El 12 de agosto de 1910 la compañía parisina Gran Guignol presentaba la obra Le voile du bonheur en el Liceo (hoy Teatro Moderno) cuando George Clemenceau ingresó al primer Teatro de Buenos Aires para ver la adaptación que el director André Nerec había hecho de los textos escritos por el político y periodista francés. Los festejos del centenario de nuestro país aún reverberaban en las calles, .
y Clemenceau no era ajeno al bullicio. Había desembarcado en el puerto de Buenos Aires enviado como corresponsal por el diario L’Illustration de París, para cubrir los festejos de esa próspera nación sudamericana que mecía en una cuna de oro su modelo agro exportador.
Esa noche el anciano que, enfrentado con su entorno político, había dimitido un año antes como Jefe de Gobierno y decidido hacer un paréntesis en su vida pública, hizo gala de su apodo. El “tigre”, como se lo llamó por su carácter para pilotear las tormentas enquistadas en el poder y su capacidad para estar siempre en el corazón de la crisis, intentó detener la puesta en escena, ya que había denegado al elenco la autorización para representar su obra. La razón que esgrimió parecía simple: no existía en esa “Argentina que progresaba de noche mientras el gobierno dormía”, como se le oyó decir, una legislación que protegiera y garantizara los derechos de autor. Es decir, sus derechos.
Este hombre de 69 años, que había tenido una profusa carrera política, fundando media docena de medios gráficos y que estaba de paso por nuestro país, ponía en evidencia una de las aristas más débiles de esa realidad económica exponencial: la ausencia de una Ley de Propiedad Intelectual. Porque es bien sabido que toda comunidad tiene derechos a acceder en su seno a los bienes culturales generados, pero para que eso sea posible es necesario equilibrar este derecho con el del autor o inventor de los bienes culturales. Y Argentina estaba acéfala en esta materia.
La respuesta no durmió en los cajones. A pesar de que la protección de los autores e inventores había sido contemplada en el artículo 17 de la Constitución de 1853, Carlos y Manuel Carlés recogieron el convite y presentaron el 24 de agosto de 1910, en la Cámara de Diputados, el proyecto de Ley de Propiedad Literaria. La primera aproximación a una sustanciosa ley que contemplara la Propiedad Intelectual fue concebida con mirada puesta en Europa.
La Ley 7.092 fue promulgada el 23 de septiembre de ese mismo año y publicada en el Boletín Oficial, un día después. El artículo 3 de la flamante norma, redactada por el entonces Director de la Biblioteca Nacional Paul Grossac y defendida en el Senado por Joaquín V. González, estableció que el derecho de propiedad de una obra científica, literaria o artística comprende para su autor la facultad de disponer de ella, de publicarla, ejecutarla, representarla y exponerla en público, de enajenarla, traducirla, adaptarla o de autorizar su traducción y reproducirla en cualquier forma.
A pesar de que la ley contemplaba acciones civiles, incluyendo medidas cautelares y el derecho a reclamar daños y perjuicios, fue básicamente ineficaz debido a la ausencia de sanciones penales. Actualmente rige la Ley 11.723 sancionada por el Poder Ejecutivo Nacional el 28 de septiembre de 1933.

- _DATOS PROPORCIONADOS_
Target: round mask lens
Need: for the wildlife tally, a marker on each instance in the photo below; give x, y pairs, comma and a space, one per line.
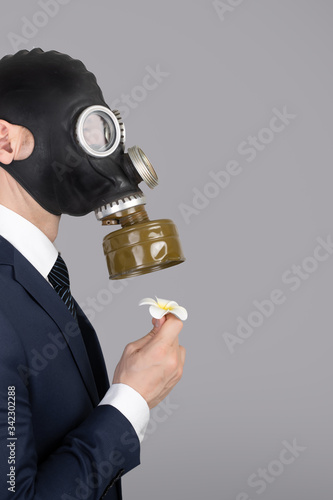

- _REQUISITO DE LA TAREA_
Redacte la continuación del texto sobre el origen de la legislación argentina de propiedad intelectual, a partir de su última oración. El listado no interviene en absoluto aquí.

- _RESULTADO_
La importancia de los derechos no depende de su antigüedad sino de su relevancia política, económica y social del tiempo en cuestión. Y el tiempo de Clemenceau brotó ese invierno porteño, mientras la potencia de un país, que no protegía sus creaciones, se le revelaba antes sus ojos. Porque hay una constante entre la generación de conocimiento y la propiedad intelectual. Los pueblos culturalmente más avanzados producen más conocimientos y valoran no sólo los suyos sino los de terceros por lo que procuran un régimen jurídico más protectivo de sus creaciones.
La cultura romana que fuera madre del derecho occidental contemporáneo tuvo que lidiar con los mismos problemas por los que intervino el político francés. “A mi libro lo hojean los soldados en sus destinos de ultramar, e incluso en Gran Bretaña la gente cita mis palabras. ¿De qué me sirve? Con ello no gano ni un centavo”, supo decir alguna vez el escritor romano Marco Valerio Marcial, escritor satírico y defensor de los derechos de autor.
Es cierto, las palabras esbozadas por el escritor latino que pudieran haber salido de un ofuscado autor contemporáneo discutiendo el porcentaje de su contrato fueron emitidas en el siglo I. La Argentina de entonces era un país joven, que recién vitoreaba sus primeros 100 años. La Roma antigua, como argumento comparativo, parecía demasiado lejos.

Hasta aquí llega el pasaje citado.